Items from a data source:
■ ■ ■ ■

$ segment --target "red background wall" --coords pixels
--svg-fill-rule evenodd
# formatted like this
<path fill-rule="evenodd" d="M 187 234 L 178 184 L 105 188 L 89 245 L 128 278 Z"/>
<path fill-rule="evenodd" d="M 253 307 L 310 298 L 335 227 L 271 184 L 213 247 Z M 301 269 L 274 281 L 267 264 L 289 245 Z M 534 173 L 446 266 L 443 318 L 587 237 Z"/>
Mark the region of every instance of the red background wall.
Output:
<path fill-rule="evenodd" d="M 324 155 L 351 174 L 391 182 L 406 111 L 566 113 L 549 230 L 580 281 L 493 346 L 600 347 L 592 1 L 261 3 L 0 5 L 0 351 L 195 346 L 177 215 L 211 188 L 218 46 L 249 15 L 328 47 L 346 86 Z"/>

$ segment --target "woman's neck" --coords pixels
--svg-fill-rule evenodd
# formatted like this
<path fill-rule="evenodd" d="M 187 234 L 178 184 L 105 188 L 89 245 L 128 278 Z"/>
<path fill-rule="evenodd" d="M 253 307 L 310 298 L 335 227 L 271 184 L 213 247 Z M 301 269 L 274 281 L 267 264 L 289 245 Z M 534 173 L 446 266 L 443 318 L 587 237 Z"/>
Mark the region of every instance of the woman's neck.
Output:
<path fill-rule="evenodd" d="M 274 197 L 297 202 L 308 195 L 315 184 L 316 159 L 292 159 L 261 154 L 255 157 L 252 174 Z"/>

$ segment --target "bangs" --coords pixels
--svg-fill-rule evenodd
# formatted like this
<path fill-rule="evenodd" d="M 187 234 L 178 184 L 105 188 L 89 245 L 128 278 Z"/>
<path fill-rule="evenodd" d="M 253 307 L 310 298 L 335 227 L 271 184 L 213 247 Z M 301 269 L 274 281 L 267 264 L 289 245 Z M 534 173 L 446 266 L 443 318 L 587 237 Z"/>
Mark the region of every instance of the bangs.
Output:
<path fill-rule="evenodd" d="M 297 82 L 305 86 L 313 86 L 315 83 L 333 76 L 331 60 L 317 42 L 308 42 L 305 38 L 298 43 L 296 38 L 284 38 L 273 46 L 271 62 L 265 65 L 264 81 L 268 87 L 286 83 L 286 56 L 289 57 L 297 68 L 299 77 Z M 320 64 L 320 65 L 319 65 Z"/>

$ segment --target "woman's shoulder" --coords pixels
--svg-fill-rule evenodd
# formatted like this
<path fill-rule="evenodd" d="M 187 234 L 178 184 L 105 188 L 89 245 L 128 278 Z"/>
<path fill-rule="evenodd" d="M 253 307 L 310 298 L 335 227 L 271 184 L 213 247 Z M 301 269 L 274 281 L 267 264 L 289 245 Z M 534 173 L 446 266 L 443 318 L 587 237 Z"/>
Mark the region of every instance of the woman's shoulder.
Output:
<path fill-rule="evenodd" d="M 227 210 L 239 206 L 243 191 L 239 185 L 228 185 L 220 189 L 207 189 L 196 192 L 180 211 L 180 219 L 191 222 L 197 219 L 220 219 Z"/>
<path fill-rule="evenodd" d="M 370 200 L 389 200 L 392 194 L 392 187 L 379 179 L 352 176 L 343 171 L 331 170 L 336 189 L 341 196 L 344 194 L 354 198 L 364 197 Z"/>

■ ■ ■ ■

Rewrite all of the lines above, putting "area" wherever "region" appears and keeping everything else the same.

$ segment --target "red background wall" --coords pixels
--svg-fill-rule evenodd
# formatted like this
<path fill-rule="evenodd" d="M 187 234 L 178 184 L 105 188 L 89 245 L 128 278 Z"/>
<path fill-rule="evenodd" d="M 253 307 L 310 298 L 335 227 L 271 184 L 213 247 Z M 301 269 L 274 281 L 267 264 L 289 245 Z M 534 173 L 446 266 L 443 318 L 587 237 Z"/>
Mark the area of every instance of the red background wall.
Output:
<path fill-rule="evenodd" d="M 324 155 L 351 174 L 391 182 L 406 111 L 566 113 L 549 230 L 580 281 L 493 346 L 600 347 L 592 1 L 261 3 L 0 5 L 0 351 L 195 346 L 177 215 L 211 188 L 218 46 L 249 15 L 328 47 L 346 86 Z"/>

$ segment --target "woman's neck" --coords pixels
--svg-fill-rule evenodd
# formatted like this
<path fill-rule="evenodd" d="M 187 234 L 178 184 L 105 188 L 89 245 L 128 278 Z"/>
<path fill-rule="evenodd" d="M 253 307 L 310 298 L 335 227 L 271 184 L 213 247 Z M 301 269 L 274 281 L 267 264 L 289 245 Z M 534 173 L 446 266 L 443 318 L 587 237 Z"/>
Mark the area of every instance of the woman's neck.
Output:
<path fill-rule="evenodd" d="M 274 197 L 297 202 L 308 195 L 315 184 L 316 159 L 292 159 L 261 154 L 255 157 L 252 174 Z"/>

$ segment --target "bangs" --coords pixels
--svg-fill-rule evenodd
# formatted like this
<path fill-rule="evenodd" d="M 187 234 L 178 184 L 105 188 L 89 245 L 128 278 Z"/>
<path fill-rule="evenodd" d="M 253 307 L 310 298 L 335 227 L 271 184 L 213 247 Z M 301 269 L 274 281 L 267 264 L 289 245 Z M 534 173 L 446 266 L 443 318 L 587 237 Z"/>
Mark the area of every instance of the bangs.
Output:
<path fill-rule="evenodd" d="M 297 82 L 305 86 L 313 86 L 315 83 L 333 76 L 331 60 L 317 42 L 308 42 L 305 38 L 298 43 L 296 38 L 284 38 L 273 46 L 271 62 L 265 65 L 264 81 L 268 87 L 286 83 L 286 56 L 289 57 L 297 68 L 299 77 Z M 320 64 L 320 65 L 319 65 Z"/>

$ segment --target "woman's shoulder" --coords pixels
--svg-fill-rule evenodd
# formatted like this
<path fill-rule="evenodd" d="M 187 234 L 178 184 L 105 188 L 89 245 L 128 278 Z"/>
<path fill-rule="evenodd" d="M 253 307 L 310 298 L 335 227 L 271 184 L 213 247 Z M 301 269 L 274 281 L 267 264 L 289 245 Z M 534 173 L 446 266 L 443 318 L 587 237 Z"/>
Mark the area of every instance of the woman's shoulder.
Output:
<path fill-rule="evenodd" d="M 227 210 L 239 206 L 243 191 L 239 185 L 228 185 L 220 189 L 207 189 L 196 192 L 180 211 L 180 219 L 191 222 L 197 219 L 220 219 Z"/>
<path fill-rule="evenodd" d="M 370 200 L 389 200 L 392 194 L 392 187 L 379 179 L 352 176 L 343 171 L 331 170 L 336 189 L 341 196 L 344 194 L 354 198 L 364 197 Z"/>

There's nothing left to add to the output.